§ **TEXT ZUM LESEN**
☆ ☆ ☆

Aus wichtigem Grund: Realistische Einordnung der Insolvenzstatistik

Berlin (ots) - Rückläufige Gründungszahlen, demographischer Wandel und überholte

Geschäftsmodelle hinterlassen ihre Spuren bei den Insolvenzen. Die Entwicklung

kommt nicht unerwartet. Vor einer Insolvenzwelle steht die deutsche Wirtschaft

weiterhin nicht.

Die Insolvenzzahlen steigen. Seit eineinhalb Jahren kontinuierlich. Der Blick

auf die Zahlen sorgt für große Unruhe - steht die deutsche Wirtschaft seit der

Coronapandemie und dem Ausbruch des Ukrainekriegs doch unzweifelhaft vor großen

Herausforderungen. Oft werden die Insolvenzzahlen als Indikator für die

schlechte Wirtschaftslage angeführt. Schon seit März 2020 wird von vielen

deshalb eine große Insolvenzwelle prognostiziert. Doch die Entwicklung der

Insolvenzzahlen der letzten Jahre bestätigt diese Prognose nicht.

" Schaut man sich die langjährige Entwicklung der Insolvenzen an, dann erreichen

wir nicht annähernd die Zahlen, wie wir sie zu Zeiten der Finanzkrise gesehen

haben ", führt Dr. Christoph Niering, Insolvenzverwalter und Vorsitzender des

Berufsverbandes der Insolvenzverwalter und Sachwalter Deutschlands (VID) an. "

Dies hängt auch mit den abnehmenden Gründungszahlen zusammen. Historisch waren

über viele Jahrzehnte junge Unternehmen überdurchschnittlich häufig von

Insolvenzen betroffen ", so Niering weiter. Gerade in den ersten fünf Jahren

nach Gründung besteht für Unternehmen die höchste Insolvenzgefahr. Rückläufige

Unternehmensgründungen führen unmittelbar auch zu entsprechend weniger

Unternehmensinsolvenzen.

☆ ☆ ☆

§ **ENTNOMMENE ANGABEN**

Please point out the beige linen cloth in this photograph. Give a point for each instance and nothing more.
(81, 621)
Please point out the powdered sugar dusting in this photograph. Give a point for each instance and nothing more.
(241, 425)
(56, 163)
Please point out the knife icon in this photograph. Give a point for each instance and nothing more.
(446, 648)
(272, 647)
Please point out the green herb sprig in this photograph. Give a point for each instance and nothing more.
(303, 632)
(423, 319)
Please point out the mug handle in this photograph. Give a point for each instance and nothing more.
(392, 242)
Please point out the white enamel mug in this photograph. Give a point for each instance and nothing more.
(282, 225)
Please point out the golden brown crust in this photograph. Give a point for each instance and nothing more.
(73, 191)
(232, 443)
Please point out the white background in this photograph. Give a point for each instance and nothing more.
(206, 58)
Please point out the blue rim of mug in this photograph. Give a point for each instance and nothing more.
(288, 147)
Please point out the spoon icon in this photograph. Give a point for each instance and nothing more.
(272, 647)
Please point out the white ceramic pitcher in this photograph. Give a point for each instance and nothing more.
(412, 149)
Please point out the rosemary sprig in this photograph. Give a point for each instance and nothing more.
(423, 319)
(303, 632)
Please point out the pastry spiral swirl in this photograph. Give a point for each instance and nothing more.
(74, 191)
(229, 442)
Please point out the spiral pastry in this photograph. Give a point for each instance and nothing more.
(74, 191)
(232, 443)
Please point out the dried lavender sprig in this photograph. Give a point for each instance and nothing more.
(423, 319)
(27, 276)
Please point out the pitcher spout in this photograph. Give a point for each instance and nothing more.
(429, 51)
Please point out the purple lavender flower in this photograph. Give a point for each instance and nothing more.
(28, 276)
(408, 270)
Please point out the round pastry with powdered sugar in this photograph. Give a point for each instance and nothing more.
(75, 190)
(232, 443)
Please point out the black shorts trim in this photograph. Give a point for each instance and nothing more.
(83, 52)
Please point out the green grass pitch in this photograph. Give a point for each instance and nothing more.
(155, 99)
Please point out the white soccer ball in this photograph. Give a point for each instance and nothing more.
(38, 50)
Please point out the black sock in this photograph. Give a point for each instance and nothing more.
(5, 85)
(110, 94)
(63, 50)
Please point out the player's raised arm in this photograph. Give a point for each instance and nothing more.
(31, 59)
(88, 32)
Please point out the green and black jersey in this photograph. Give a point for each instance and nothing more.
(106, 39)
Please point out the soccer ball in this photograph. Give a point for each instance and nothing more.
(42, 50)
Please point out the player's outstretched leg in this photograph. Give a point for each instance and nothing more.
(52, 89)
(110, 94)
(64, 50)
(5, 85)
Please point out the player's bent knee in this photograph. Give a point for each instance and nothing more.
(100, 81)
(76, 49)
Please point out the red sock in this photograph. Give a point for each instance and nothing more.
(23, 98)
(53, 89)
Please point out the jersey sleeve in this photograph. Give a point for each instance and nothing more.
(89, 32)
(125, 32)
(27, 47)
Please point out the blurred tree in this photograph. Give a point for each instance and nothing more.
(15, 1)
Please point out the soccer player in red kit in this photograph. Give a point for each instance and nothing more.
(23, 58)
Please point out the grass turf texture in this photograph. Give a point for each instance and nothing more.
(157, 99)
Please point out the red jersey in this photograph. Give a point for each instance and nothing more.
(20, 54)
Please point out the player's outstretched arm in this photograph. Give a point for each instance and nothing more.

☆ ☆ ☆

§ **ZU LÖSENDE AUFGABEN**
(A) In welchem Zeitraum nach der Gründung ist die Insolvenzgefahr für Unternehmen laut dem Text zur Insolvenzstatistik am höchsten?
(B) Der Text zur Insolvenzstatistik nennt gleich am Anfang, was seine Spuren bei den Insolvenzen hinterlässt. Zählen Sie alle diese Punkte auf.
(C) Knüpfen Sie an den letzten Satz des Textes zur Insolvenzstatistik an und schreiben Sie ihn weiter.
Die Auflistung ist eigenes Material und gehört nicht zum Text.

§ **DIE LÖSUNGEN**
(A) In den ersten fünf Jahren nach der Gründung.

(B)
- Rückläufige Gründungszahlen
- Demographischer Wandel
- Überholte Geschäftsmodelle

(C)
Neu ist, dass die Branchen, die derzeit besonders von Insolvenzen betroffen

sind, nicht mehr mit ein und derselben Ursache zu kämpfen haben. Eine allgemeine

Konsumflaute erklärt nicht mehr die wirtschaftliche Schieflage. " Stattdessen

hinterlassen Transformationsprobleme, demographischer Wandel und überholte

Geschäftsmodelle ihre Spuren bei den Insolvenzen. Spürbar, aber eben nicht

unerwartet oder dramatisch ", so der VID-Vorsitzende. In der Automobilbranche

finden Veränderungsprozesse schneller statt als bisher angenommen. Der

stationäre Einzelhandel hat bisher keine Antwort auf den Online-Handel gefunden.

In der Gastronomie und Hotellerie finden durch Insolvenzen Bereinigungsprozesse

statt: Schlechte oder saisonale Arbeitszeit mit geringer Entlohnung sind keine

attraktiven Angebote für Arbeitssuchende. " Die Gründe sind nicht neu. Sie

bestanden oft schon vor der Corona-Pandemie. Die Beihilfen haben den

Insolvenzprozess nur hinausgezögert und Veränderungsprozesse aufgehalten. Viele

haben gehofft, dass sie mit ihren alten Geschäftsmodellen an das Vorher

anknüpfen können ", meint Niering.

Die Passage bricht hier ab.